Entries shown »
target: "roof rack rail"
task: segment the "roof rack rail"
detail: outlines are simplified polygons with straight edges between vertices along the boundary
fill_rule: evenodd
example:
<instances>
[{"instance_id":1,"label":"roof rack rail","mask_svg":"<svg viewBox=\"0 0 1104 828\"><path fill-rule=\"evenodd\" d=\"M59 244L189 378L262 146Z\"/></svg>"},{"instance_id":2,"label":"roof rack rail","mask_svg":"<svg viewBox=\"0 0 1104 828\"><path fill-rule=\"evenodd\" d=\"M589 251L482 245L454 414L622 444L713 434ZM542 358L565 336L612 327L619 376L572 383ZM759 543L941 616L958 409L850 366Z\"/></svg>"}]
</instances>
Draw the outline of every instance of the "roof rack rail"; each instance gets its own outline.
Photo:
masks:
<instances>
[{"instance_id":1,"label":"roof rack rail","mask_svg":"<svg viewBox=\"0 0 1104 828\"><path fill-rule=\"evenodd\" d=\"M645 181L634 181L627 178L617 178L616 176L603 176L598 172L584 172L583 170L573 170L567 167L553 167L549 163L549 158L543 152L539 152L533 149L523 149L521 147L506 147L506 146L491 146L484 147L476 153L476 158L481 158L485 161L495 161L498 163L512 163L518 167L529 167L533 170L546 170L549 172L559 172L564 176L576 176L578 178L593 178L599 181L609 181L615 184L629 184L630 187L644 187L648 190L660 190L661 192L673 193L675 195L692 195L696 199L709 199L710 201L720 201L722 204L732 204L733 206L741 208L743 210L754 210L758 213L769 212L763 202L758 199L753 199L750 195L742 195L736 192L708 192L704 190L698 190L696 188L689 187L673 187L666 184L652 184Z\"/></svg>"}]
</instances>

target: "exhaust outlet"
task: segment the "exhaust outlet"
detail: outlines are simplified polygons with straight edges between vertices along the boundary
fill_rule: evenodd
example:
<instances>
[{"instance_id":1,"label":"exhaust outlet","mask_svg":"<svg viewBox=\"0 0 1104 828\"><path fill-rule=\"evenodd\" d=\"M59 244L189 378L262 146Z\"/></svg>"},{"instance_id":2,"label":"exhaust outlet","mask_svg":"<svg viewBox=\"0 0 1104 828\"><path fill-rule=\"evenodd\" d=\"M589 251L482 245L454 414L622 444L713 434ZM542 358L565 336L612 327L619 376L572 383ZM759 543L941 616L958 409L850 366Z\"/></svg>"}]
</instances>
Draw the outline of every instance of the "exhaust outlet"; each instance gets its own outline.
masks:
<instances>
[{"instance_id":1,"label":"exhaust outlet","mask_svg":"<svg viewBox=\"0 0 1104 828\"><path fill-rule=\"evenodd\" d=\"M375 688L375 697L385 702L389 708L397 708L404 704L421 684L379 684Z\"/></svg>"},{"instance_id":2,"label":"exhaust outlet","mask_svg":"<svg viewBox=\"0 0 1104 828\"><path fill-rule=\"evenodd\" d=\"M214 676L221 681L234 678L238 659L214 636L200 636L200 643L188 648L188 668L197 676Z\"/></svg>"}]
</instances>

Instruction »
Return every line of the entries above that contains the string "outlet". Matching is case-sensitive.

Written answer »
target: "exhaust outlet"
task: segment the "exhaust outlet"
[{"instance_id":1,"label":"exhaust outlet","mask_svg":"<svg viewBox=\"0 0 1104 828\"><path fill-rule=\"evenodd\" d=\"M59 244L189 378L262 146Z\"/></svg>"},{"instance_id":2,"label":"exhaust outlet","mask_svg":"<svg viewBox=\"0 0 1104 828\"><path fill-rule=\"evenodd\" d=\"M589 251L482 245L454 414L622 444L713 434ZM542 358L565 336L612 327L619 376L572 383ZM759 543L941 616L958 409L850 366Z\"/></svg>"}]
Draw the outline of every instance of the "exhaust outlet"; each instance gets its own outline.
[{"instance_id":1,"label":"exhaust outlet","mask_svg":"<svg viewBox=\"0 0 1104 828\"><path fill-rule=\"evenodd\" d=\"M375 688L375 697L385 702L389 708L397 708L404 704L421 684L379 684Z\"/></svg>"},{"instance_id":2,"label":"exhaust outlet","mask_svg":"<svg viewBox=\"0 0 1104 828\"><path fill-rule=\"evenodd\" d=\"M214 676L221 681L234 678L238 659L214 636L200 636L200 643L188 648L188 668L197 676Z\"/></svg>"}]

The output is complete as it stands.